Work request = Nothing in the records may change. Output them all exactly.

Data records section start

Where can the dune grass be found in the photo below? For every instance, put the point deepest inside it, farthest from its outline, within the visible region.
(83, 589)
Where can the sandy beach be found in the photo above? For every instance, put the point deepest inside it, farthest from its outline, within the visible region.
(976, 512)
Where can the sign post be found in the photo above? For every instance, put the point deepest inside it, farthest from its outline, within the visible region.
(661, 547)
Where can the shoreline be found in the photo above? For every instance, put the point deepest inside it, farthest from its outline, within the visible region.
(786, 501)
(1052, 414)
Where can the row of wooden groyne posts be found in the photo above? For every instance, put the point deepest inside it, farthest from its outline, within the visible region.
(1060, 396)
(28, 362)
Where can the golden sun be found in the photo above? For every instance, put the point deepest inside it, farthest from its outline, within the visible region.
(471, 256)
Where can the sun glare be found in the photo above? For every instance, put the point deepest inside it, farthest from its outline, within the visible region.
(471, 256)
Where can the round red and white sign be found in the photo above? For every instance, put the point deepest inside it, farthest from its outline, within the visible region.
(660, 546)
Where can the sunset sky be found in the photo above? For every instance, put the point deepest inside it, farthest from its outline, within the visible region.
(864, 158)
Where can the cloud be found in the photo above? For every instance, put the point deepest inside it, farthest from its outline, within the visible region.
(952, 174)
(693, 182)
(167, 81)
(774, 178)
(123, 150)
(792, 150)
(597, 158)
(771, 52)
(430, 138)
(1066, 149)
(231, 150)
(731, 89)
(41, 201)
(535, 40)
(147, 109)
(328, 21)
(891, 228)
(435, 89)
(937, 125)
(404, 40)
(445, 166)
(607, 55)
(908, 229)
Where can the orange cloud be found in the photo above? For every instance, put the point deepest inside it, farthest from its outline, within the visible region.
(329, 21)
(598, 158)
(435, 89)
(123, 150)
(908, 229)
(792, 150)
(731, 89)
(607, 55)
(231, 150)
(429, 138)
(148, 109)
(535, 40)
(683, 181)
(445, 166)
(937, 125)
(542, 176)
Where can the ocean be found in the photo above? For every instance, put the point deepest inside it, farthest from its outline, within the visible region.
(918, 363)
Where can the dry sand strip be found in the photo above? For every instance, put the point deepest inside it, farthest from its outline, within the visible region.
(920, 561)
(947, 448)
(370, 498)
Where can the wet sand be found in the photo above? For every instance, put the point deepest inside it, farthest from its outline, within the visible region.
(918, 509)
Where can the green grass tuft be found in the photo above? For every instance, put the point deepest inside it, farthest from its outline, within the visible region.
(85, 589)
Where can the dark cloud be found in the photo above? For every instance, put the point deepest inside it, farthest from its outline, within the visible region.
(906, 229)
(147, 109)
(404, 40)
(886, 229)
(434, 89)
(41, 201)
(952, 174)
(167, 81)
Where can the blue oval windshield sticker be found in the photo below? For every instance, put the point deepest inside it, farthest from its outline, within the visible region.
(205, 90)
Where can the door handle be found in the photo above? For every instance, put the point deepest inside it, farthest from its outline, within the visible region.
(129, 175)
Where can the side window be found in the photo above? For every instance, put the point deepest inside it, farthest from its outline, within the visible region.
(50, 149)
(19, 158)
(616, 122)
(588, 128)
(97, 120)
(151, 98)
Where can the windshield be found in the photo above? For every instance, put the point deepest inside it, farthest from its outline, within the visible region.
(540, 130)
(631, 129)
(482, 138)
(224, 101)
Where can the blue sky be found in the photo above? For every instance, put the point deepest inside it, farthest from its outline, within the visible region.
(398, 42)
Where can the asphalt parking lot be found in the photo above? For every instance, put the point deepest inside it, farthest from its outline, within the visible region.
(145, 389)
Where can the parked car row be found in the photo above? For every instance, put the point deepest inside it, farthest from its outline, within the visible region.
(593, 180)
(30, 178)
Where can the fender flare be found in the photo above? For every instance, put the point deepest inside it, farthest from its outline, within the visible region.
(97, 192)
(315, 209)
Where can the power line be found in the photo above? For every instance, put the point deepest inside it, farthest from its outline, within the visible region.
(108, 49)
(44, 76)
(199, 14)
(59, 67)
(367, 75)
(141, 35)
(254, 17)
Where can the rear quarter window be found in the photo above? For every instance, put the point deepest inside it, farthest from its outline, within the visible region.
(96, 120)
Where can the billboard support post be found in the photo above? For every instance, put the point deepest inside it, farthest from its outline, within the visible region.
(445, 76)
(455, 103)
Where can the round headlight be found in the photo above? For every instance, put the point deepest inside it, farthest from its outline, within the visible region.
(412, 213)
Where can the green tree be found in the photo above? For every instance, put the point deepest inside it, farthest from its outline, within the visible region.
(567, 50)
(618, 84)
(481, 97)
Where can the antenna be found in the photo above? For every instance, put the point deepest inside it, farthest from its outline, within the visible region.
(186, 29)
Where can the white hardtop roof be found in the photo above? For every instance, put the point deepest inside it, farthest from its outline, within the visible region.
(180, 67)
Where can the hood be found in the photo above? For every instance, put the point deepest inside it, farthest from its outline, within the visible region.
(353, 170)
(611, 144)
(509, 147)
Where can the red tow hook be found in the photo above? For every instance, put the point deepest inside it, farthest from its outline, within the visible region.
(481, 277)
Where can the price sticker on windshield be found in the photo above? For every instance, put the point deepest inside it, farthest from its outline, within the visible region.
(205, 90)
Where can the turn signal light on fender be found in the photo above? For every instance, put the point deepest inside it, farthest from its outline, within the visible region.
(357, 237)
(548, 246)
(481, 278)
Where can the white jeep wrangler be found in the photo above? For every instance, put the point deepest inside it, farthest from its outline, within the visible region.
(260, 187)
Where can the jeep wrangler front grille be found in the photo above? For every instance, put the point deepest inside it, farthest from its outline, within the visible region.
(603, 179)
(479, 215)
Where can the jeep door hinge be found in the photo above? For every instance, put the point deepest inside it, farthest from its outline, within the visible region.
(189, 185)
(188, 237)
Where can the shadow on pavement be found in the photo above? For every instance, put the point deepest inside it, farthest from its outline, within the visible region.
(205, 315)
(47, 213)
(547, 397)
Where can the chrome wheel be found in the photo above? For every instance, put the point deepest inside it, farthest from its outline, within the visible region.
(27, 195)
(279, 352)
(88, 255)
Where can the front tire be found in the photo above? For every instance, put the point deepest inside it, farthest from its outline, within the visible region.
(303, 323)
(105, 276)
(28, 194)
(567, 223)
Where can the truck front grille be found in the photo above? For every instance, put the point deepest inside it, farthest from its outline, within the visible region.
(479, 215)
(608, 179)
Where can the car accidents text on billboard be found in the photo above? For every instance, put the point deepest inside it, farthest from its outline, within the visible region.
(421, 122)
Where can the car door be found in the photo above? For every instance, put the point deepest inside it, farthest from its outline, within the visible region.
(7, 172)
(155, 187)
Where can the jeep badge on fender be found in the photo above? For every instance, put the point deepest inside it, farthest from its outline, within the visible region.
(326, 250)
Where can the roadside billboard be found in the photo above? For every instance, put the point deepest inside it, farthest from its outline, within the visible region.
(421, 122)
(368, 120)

Data records section end

Response to this task =
Where can the dune grass be found in the photo below? For every instance, put the point deepest inside it, farthest from its outline, within the visible region.
(83, 589)
Where can the sandy beach be found in the photo above? For every instance, put the point deepest inside it, farthest from its outline, within the visible region.
(976, 512)
Where can the sign post be found in the photo above? For every instance, put the point deepest inside it, farthest from its outline, within the visible region.
(661, 547)
Where can the shoreline be found in the photo above? For every instance, put the point deepest inside it, farthest from its outline, within the visible region.
(786, 501)
(1052, 414)
Where can the row of wooden groyne posts be found in the photo above? For every instance, put the point deepest inside it, farthest from its outline, within the visible region.
(1060, 396)
(28, 362)
Where can the golden sun be found in the photo above? For every instance, put the point deepest inside it, farthest from its outline, within the visible region.
(471, 256)
Where can the sun glare be found in the photo above? For every instance, put the point deepest inside it, farthest from its outline, within the visible region.
(471, 256)
Where can the round red and white sign be found in the photo above? For every instance, put the point deepest inside it, farthest from its outline, within the visible region.
(660, 546)
Where can the sunset sky be found in the photo above? For every instance, put the point deepest inside it, farthest from its outline, within the visible region.
(864, 158)
Where can the cloud be found in the photo above? For every instance, put the point deepest inside it, farthest from its outline, within the visible region.
(952, 174)
(693, 182)
(167, 81)
(774, 178)
(123, 150)
(792, 150)
(597, 158)
(771, 52)
(430, 138)
(1066, 149)
(231, 150)
(731, 89)
(41, 201)
(535, 40)
(147, 109)
(328, 21)
(891, 228)
(435, 89)
(937, 125)
(404, 40)
(445, 166)
(607, 55)
(908, 229)
Where can the orange cloud be found in the photo above? For every instance, put the point deepest inside it, farthest from its outline, within the visible region.
(329, 21)
(598, 158)
(435, 89)
(123, 150)
(908, 229)
(792, 150)
(731, 89)
(607, 55)
(231, 150)
(429, 138)
(148, 109)
(535, 40)
(683, 181)
(445, 166)
(937, 125)
(542, 176)
Where can the ocean be found in the photo above? For every instance, put the point deepest inside it, farthest from its outline, within the visible region.
(918, 363)
Where can the dry sand strip be found in the photo above? For every instance, put the point deepest inside it, farthest from its outline, within the visible region.
(920, 561)
(947, 448)
(370, 498)
Where can the wet sand be found in the photo above? For every instance, put the point deepest inside it, farthest from its outline, within the visible region.
(918, 509)
Where can the green grass tuft be found in the photo above? For every instance, put the point deepest inside it, farthest from its outline, within the visible region.
(85, 589)
Where can the dark cloud be found in the photo above? For every instance, put the point deepest inside it, farthest from its outline, within the visible region.
(906, 229)
(147, 109)
(404, 40)
(886, 229)
(434, 89)
(41, 201)
(952, 174)
(167, 81)
Where can the blue oval windshield sticker be found in the photo below? For every instance, put the point deepest inside it, farthest from its outline, within the visible region.
(205, 90)
Where can the door handle be found in the photo above? For every instance, put the point deepest inside it, farthest from its outline, within the visible region.
(129, 175)
Where can the side window be found in the photo above? For every instance, put the point deepest inside it, farthest from its outline, within the visible region.
(50, 149)
(19, 158)
(616, 122)
(588, 128)
(97, 120)
(151, 98)
Where can the windshield be found in the photo above? For every instance, put the point deepest inside it, farthest from its outline, within the visible region.
(540, 130)
(631, 129)
(482, 138)
(224, 101)
Where can the blue sky be found in the photo above? For every instance, put the point deepest inside it, farthest from its outline, within the visible region.
(398, 42)
Where can the asphalt parking lot be found in the photo above? For every instance, put the point deepest inside it, farthest from its outline, within the visible region.
(145, 389)
Where can the parked car row be found in the photo above? For every instance, put the point deepest inside it, farthest from its outline, within the visible region.
(593, 180)
(30, 178)
Where can the fender flare be found in the photo above? For every instance, put the point deepest inside it, farthest from its outline, within the visible region.
(97, 192)
(315, 209)
Where can the power line be found in the photo above? For every instance, put the point deepest inside it, farthest from its outline, within the visible region.
(108, 49)
(44, 76)
(199, 14)
(59, 67)
(367, 75)
(141, 35)
(254, 17)
Where can the rear quarter window be found in the photo above? For every instance, put the point deepest inside it, farthest from its outline, within the visible region.
(96, 120)
Where can the billboard support post be found in the photo above? For every instance, put the point deepest inside it, farthest from its outline, within the visible region.
(445, 76)
(455, 103)
Where can the round headlight be found in the photo above? For every instance, put the point deepest inside it, farthest from its outline, within the visible region.
(412, 213)
Where can the green tree be found in the photo above? For every instance, put the point deepest inside it, farthest from its outline, within the visible region.
(567, 50)
(618, 84)
(481, 97)
Where can the antenna be found in the photo above? For every instance, put the point deepest inside it, farthest from its outline, within the visible region.
(186, 29)
Where can the white hardtop roof be found in the photo above? For every instance, put the point deepest inside it, farthest from its outline, within the visible region.
(180, 67)
Where can the hood be found in the photo above? For every instance, put the point deepest inside it, farthest from its outline, within the visible region.
(353, 170)
(611, 144)
(509, 147)
Where can the red tow hook be found in the photo above? For every instance, put the point deepest inside it, farthest from its outline, within the visible region.
(481, 277)
Where can the price sticker on windshield be found in the photo above? For every instance, put the point deepest inside it, farthest from its outline, within the visible region.
(205, 90)
Where can the turn signal light on fender be found in the photo above? For every instance, put the point deepest inside it, farthest from its outline, within the visible region.
(357, 237)
(548, 246)
(481, 278)
Where can the white jeep wrangler be found in the photo above? For every instance, put the point deepest inside it, farthest from its outline, within the visible region.
(260, 187)
Where can the jeep wrangler front grille be found in the photo above? For every instance, put the point deepest inside it, farthest from its outline, within the visible region.
(603, 179)
(479, 215)
Where can the jeep door hinge be found in the photo above? For every instance, put the point deepest inside it, farthest from its outline, within the visible region.
(189, 185)
(188, 237)
Where can the shadow on pavement be found in the photo above? For every instance, put the point deepest inside it, farthest from its outline, within the visible region.
(205, 315)
(47, 213)
(547, 397)
Where can the chrome wheel be found in the photo above? For every instance, put the point deepest inside it, farthest from its outline, within the visible region.
(27, 195)
(279, 352)
(88, 255)
Where can the front tire be found in the photo above? For every instance, put the point deepest inside it, farthest from its outline, within the visible region.
(303, 323)
(105, 276)
(28, 194)
(567, 223)
Where can the truck front grille be found in the photo above? For every instance, put the point deepest inside it, farthest from its outline, within the visible region.
(479, 215)
(608, 179)
Where can the car accidents text on billboard be found in the photo above? For every instance, put the point deepest inside it, farthest from its outline, within the visible region.
(421, 122)
Where can the car door be found in the photo above? For every instance, put the point deepest inside it, farthest from its outline, within the visible region.
(7, 172)
(155, 187)
Where can the jeep badge on fender be found in the photo above? For every instance, put the point deepest inside it, farthest from its outline, within the visible region.
(326, 250)
Where can the roadside billboard be found in the photo above? For every instance, put the point deepest inside it, farthest from its outline, within the visible region.
(421, 122)
(368, 120)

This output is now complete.